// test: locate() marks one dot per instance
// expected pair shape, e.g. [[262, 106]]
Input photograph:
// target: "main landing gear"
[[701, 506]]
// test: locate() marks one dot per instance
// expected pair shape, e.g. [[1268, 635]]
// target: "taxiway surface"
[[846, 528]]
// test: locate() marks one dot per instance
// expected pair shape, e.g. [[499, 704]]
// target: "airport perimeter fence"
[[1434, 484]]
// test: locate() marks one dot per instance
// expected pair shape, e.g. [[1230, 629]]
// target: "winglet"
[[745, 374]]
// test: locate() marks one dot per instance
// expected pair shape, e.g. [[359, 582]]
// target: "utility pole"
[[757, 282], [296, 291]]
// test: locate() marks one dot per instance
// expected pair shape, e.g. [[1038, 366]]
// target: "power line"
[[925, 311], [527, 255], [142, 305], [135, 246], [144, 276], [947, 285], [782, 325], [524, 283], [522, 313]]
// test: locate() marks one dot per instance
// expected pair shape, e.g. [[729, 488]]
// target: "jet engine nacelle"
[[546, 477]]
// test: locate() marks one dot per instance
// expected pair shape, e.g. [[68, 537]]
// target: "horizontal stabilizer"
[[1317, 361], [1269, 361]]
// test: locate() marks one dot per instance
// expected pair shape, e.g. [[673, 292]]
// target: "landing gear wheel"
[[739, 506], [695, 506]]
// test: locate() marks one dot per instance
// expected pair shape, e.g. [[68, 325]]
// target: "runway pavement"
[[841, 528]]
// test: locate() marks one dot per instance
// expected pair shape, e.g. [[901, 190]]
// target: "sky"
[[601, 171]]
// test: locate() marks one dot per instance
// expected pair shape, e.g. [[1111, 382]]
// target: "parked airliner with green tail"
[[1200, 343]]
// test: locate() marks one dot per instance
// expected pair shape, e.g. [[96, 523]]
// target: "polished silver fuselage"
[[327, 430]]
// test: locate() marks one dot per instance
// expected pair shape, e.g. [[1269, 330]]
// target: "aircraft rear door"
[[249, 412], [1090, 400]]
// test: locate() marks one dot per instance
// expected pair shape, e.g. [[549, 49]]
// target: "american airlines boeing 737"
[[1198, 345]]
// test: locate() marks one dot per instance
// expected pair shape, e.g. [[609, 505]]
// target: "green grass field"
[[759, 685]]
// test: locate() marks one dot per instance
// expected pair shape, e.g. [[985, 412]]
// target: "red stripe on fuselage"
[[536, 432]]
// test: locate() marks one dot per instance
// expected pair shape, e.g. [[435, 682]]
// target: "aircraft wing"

○ ○ ○ ○ ○

- **INSTRUCTIONS FOR THE TASK**:
Retype the records in full. Keep every line identical to the original.

- **RESPONSE FOR THIS EXERCISE**:
// test: locate() marks one dot per instance
// expected pair shape, e.g. [[262, 106]]
Input photograph:
// target: "main landing gear"
[[701, 506]]
// test: locate() marks one dot per instance
// expected pair shape, e.g. [[1268, 635]]
// target: "taxiway surface"
[[846, 528]]
// test: locate() marks one dot per instance
// expected pair shape, e.g. [[499, 704]]
// target: "airport perimeter fence"
[[1434, 484]]
// test: locate() marks one dot per instance
// expected pair shape, e.g. [[1230, 629]]
// target: "winglet"
[[745, 374]]
// test: locate() marks one dot per instance
// expected pair shape, e.g. [[359, 582]]
// target: "utility pole"
[[757, 282], [296, 291]]
// test: locate() marks one dot per instance
// expected pair shape, e.g. [[1038, 366]]
// target: "power line"
[[925, 311], [527, 255], [142, 305], [135, 246], [144, 276], [947, 285], [782, 325], [524, 283], [522, 313]]
// test: locate() marks one dot per instance
// expected pair shape, e.g. [[729, 488]]
// target: "jet engine nacelle"
[[546, 477]]
// test: locate() marks one dot per instance
// expected pair shape, e.g. [[68, 537]]
// target: "horizontal stabilizer"
[[1317, 361], [1269, 361]]
// test: locate() marks one dot per instance
// expected pair shape, e.g. [[673, 292]]
// target: "landing gear wheel"
[[739, 506], [695, 506]]
// test: locate() marks one dot per instance
// expected pair shape, e.g. [[68, 325]]
// target: "runway pavement"
[[841, 528]]
// test: locate() marks one dot per instance
// expected pair shape, e.g. [[901, 190]]
// target: "sky"
[[601, 171]]
// test: locate() marks one dot per instance
// expected pair shape, e.g. [[1111, 382]]
// target: "parked airliner with green tail"
[[1200, 343]]
// test: locate() marks one dot per instance
// expected pair shape, e.g. [[96, 523]]
// target: "polished silver fuselage"
[[327, 430]]
// test: locate() marks one dot per instance
// expected pair shape, e.g. [[1269, 330]]
// target: "aircraft rear door"
[[249, 412], [1090, 400]]
// test: locate() marks one dot per instance
// expected pair shape, e.g. [[549, 49]]
// target: "american airlines boeing 737"
[[1198, 345]]
// test: locate() marks one dot per instance
// expected pair shape, e.g. [[609, 505]]
// target: "green grass field"
[[759, 685]]
// test: locate() marks one dot per instance
// expected pair shape, e.g. [[985, 412]]
// target: "red stripe on fuselage"
[[536, 432]]
// test: locate() marks one dot per instance
// expected pair shape, e.g. [[435, 682]]
// target: "aircraft wing"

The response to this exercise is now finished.